PROBLEM
Can you extract every line of the material below word for word, leaving out the pictures?

+++

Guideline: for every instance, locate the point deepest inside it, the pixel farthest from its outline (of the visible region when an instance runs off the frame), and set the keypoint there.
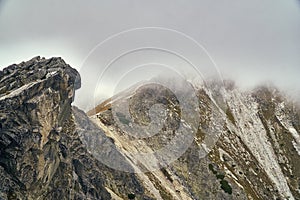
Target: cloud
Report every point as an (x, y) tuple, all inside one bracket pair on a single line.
[(252, 42)]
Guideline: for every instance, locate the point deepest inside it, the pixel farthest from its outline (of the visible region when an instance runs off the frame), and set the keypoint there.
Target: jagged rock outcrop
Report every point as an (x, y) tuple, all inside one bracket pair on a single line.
[(256, 156), (51, 150), (41, 154)]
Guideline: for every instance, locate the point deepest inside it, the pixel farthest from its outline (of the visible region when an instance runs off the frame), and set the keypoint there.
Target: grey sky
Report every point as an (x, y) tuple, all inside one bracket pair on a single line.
[(252, 41)]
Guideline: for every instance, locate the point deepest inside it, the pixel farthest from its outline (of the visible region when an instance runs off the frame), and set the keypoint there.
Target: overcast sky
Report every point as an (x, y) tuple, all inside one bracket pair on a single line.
[(251, 41)]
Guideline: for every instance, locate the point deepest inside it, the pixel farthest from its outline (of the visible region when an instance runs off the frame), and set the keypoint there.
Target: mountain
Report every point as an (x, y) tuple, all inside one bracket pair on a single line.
[(208, 141)]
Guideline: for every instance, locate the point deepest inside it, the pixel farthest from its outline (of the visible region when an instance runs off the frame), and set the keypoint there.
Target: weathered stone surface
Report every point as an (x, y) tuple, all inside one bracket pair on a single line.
[(51, 150)]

+++

WORKED SOLUTION
Guideline: for every instance, locate the point deepest inside it, the pixel farthest from its outline (of the visible region when an instance runs off the frame), and set the keypoint there.
Target: cloud
Report every point as an (x, y) tuple, all inside one bracket pair on a single line.
[(252, 42)]
Guideline: for every instance, locate the point deepest inside it, the pixel farthest from its outline (of the visible region when an instance runs off the frame), and set the keypoint there.
Target: jagged rock outcrop
Report every point as an (x, y) tuple, all inside one bracket pair on a single line.
[(256, 156), (51, 150), (41, 154)]
Guideline: for every instance, locate the point deepest inside it, the pixel farthest from its outline (of the visible region when an instance runs off the frame), and set the keypoint there.
Target: grey sky
Report every point as an (x, y) tuple, all inside one bracket pair on a single line.
[(252, 41)]
Guideline: for every instance, locate the point deepest inside it, the pixel farthest from its outline (of the visible region when an instance runs off the frame), and set the keypoint there.
Target: overcast sky
Report every point as an (x, y) tuple, all inside one bracket pair on a single line.
[(251, 41)]
Guideline: for every instance, locate the point deepest inside it, the pixel farthest from its outline (of the visible region when an instance runs off the frame), and set the keypoint there.
Target: mountain
Report every point as an (x, y) tuple, all inside one bracket pair on a single line.
[(208, 141)]
Guideline: for every instance, locate the point deepest inside it, the pixel farthest from its outline (of the visible region when an instance runs off the frame), and set the keypoint there.
Target: weathered stone surface
Report every point as an (x, y) tuple, all inside one bracket pair on a single line.
[(51, 150)]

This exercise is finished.